Quote the whole listing word for word, please.

Material for this task:
start
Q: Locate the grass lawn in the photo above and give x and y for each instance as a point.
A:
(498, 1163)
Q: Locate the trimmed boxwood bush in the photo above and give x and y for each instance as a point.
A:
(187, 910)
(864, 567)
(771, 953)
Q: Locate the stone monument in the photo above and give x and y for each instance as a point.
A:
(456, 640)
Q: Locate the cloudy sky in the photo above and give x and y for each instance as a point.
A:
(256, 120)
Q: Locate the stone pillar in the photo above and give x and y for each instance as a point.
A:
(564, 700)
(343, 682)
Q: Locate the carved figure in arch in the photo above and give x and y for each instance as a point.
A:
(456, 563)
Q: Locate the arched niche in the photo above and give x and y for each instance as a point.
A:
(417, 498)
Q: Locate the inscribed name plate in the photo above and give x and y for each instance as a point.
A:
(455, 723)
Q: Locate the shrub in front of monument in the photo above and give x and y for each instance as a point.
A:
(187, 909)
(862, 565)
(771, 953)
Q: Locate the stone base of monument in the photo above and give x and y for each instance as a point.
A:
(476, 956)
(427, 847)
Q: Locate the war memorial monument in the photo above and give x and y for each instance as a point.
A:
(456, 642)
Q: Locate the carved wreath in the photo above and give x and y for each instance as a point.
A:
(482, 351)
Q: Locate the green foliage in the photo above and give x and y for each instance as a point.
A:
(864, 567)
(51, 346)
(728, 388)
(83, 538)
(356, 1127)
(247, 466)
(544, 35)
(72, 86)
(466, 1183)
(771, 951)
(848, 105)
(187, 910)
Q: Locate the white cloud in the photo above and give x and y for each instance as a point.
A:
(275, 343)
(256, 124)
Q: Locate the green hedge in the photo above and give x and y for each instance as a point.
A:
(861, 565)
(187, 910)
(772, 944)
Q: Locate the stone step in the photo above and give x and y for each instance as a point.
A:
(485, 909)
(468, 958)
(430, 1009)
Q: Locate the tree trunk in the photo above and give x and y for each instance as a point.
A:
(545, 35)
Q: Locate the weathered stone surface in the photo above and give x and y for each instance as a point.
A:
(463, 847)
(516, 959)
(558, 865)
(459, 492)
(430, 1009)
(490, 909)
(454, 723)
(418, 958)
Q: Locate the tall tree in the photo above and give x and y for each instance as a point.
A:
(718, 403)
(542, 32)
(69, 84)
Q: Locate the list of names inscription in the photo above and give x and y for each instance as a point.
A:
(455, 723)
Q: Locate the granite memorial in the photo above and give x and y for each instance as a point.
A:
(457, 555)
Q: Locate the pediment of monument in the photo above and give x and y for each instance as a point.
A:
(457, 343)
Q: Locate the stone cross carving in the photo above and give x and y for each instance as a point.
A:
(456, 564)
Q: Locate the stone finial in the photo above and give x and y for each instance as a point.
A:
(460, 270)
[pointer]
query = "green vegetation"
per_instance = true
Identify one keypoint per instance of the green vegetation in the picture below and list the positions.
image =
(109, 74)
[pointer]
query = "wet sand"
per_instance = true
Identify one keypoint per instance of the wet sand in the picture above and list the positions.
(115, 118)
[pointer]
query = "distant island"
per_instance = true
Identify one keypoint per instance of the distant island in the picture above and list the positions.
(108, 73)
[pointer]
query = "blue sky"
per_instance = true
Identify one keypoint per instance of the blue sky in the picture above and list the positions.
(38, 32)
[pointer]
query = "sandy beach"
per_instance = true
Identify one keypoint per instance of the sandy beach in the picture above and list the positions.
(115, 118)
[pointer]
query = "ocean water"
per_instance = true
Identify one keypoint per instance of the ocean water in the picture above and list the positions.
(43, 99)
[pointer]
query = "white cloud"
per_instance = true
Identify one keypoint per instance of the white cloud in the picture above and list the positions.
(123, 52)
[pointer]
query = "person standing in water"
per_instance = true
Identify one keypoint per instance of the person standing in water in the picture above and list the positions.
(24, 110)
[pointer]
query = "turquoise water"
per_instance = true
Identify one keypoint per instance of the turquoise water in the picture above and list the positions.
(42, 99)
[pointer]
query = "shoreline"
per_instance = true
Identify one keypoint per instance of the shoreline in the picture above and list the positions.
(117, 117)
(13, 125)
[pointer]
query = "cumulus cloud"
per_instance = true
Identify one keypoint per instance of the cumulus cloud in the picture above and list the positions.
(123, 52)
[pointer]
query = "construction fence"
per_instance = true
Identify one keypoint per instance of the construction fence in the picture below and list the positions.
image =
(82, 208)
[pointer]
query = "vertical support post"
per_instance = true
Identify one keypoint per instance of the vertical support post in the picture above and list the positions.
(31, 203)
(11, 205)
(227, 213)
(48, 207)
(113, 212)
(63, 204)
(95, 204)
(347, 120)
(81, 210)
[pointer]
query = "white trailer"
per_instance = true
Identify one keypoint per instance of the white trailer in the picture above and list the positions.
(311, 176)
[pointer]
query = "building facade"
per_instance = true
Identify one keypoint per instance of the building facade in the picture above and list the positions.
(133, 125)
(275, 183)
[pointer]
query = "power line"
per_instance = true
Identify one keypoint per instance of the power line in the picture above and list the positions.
end
Answer to this exercise:
Q: Locate the grass lawn in the photo above and give x and y for each instance as a point.
A:
(498, 1163)
Q: Locate the trimmed boxwood bush in the photo above and give x and y for each instance as a point.
A:
(187, 910)
(864, 567)
(771, 953)
Q: Locate the stone monument in the photo above and give x and y for each instance as a point.
A:
(456, 640)
Q: Locate the cloudy sky in the photo above and give x and y for each instance as a point.
A:
(256, 120)
Q: Locate the stone pillar in the photo above and give x and y for each instance as a point.
A:
(564, 700)
(343, 682)
Q: Locate the carved figure in arch in the photo above and give x and y for each instance as a point.
A:
(456, 563)
Q: Locate the arched niche in the photo above and give x and y for each instance as a point.
A:
(417, 498)
Q: Locate the inscribed name plate in the photo above and give x and y for each instance as a point.
A:
(455, 723)
Q: Locate the shrub in front of monument in the photo above and give x and y for each instance as a point.
A:
(187, 909)
(862, 565)
(771, 953)
Q: Locate the stone base of monument in the photo above and give x and y for each instance as a point.
A:
(476, 956)
(427, 847)
Q: Locate the war memorial monument in the photo above and give x and y for each instance as a point.
A:
(456, 642)
Q: Locate the carved wreath in the photo above and give x and y for each instance as a point.
A:
(482, 351)
Q: Locate the green foliage in the photo above and give x and y for each instance as a point.
A:
(864, 567)
(51, 346)
(728, 388)
(83, 538)
(356, 1127)
(247, 466)
(544, 35)
(72, 86)
(466, 1183)
(771, 951)
(848, 105)
(187, 910)
Q: Locate the white cloud in the photo above and give x and y for each instance as a point.
A:
(275, 343)
(256, 124)
Q: Locate the green hedge in the photo above and give x and y for each instance as a point.
A:
(861, 565)
(187, 910)
(772, 944)
Q: Locate the stone step in the photo above and give x and y for each instance as a point.
A:
(485, 909)
(468, 958)
(430, 1009)
Q: Locate the tree trunk in the photo above and give x and y for each instance as a point.
A:
(545, 35)
Q: Locate the weathered stone surface in the photo above and give x and y for each instance as a point.
A:
(463, 847)
(516, 959)
(558, 865)
(459, 492)
(430, 1009)
(490, 909)
(454, 723)
(418, 958)
Q: Locate the tall tree in the photo above and give x and y for each instance as a point.
A:
(718, 403)
(542, 32)
(69, 84)
Q: Locate the list of names inscription in the photo above and give x and y for each instance as a point.
A:
(455, 723)
Q: Locate the granite memorial in the photo above and give x and y for each instance as a point.
A:
(457, 555)
Q: Locate the pediment of monument in the photo above and give x and y for each instance as a point.
A:
(457, 343)
Q: Locate the stone cross carving in the photo above and give x and y for each instance as a point.
A:
(456, 564)
Q: Locate the stone finial in the photo above and give x and y for each instance as a point.
A:
(460, 270)
[pointer]
query = "green vegetation"
per_instance = true
Identify one keypoint per instance of the green vegetation in the picture below and list the positions.
image =
(109, 74)
[pointer]
query = "wet sand"
per_instance = true
Identify one keypoint per instance of the wet sand in the picture above and list the positions.
(115, 118)
[pointer]
query = "distant island"
per_instance = true
Identify one keypoint per instance of the distant island in the picture above and list the positions.
(108, 73)
[pointer]
query = "blue sky"
per_instance = true
Identify one keypoint per instance of the blue sky in the picture above and list the positions.
(38, 32)
[pointer]
query = "sandy beach"
per_instance = true
Identify one keypoint per instance of the sandy beach in the picture above and list the positions.
(115, 118)
[pointer]
query = "ocean water"
per_instance = true
Identify one keypoint per instance of the ocean water in the picture above and list the positions.
(43, 99)
[pointer]
query = "white cloud"
per_instance = true
Identify one keypoint per instance of the white cloud in the picture above and list the positions.
(123, 52)
[pointer]
query = "person standing in water"
per_instance = true
Identify one keypoint per instance of the person standing in water in the picture above and list the positions.
(24, 110)
[pointer]
query = "turquoise water"
per_instance = true
Identify one keypoint per instance of the turquoise water in the picture above and list the positions.
(42, 99)
[pointer]
query = "shoreline"
per_instance = true
Identify one keypoint per instance of the shoreline in the picture above and list the positions.
(117, 117)
(13, 125)
[pointer]
query = "cumulus cloud"
per_instance = true
Identify one keypoint per instance of the cumulus cloud in the picture above and list the positions.
(123, 52)
[pointer]
query = "construction fence"
per_instance = true
Identify one keypoint per instance of the construction fence in the picture below and list the positions.
image =
(82, 208)
[pointer]
query = "vertical support post"
per_instance = true
Identify one keypoint per instance of the vertical support post in the picture above and list the positions.
(31, 203)
(11, 205)
(227, 213)
(48, 207)
(113, 212)
(63, 204)
(95, 204)
(347, 120)
(81, 210)
[pointer]
query = "white trailer"
per_instance = true
Identify one keypoint per instance of the white trailer in the picture above and list the positions.
(311, 176)
[pointer]
query = "building facade"
per_instance = true
Identify one keypoint per instance of the building facade in the picture above and list the positions.
(133, 125)
(275, 183)
[pointer]
query = "power line"
per_instance = true
Identify one keypoint per instance of the power line in the picture above and list the positions.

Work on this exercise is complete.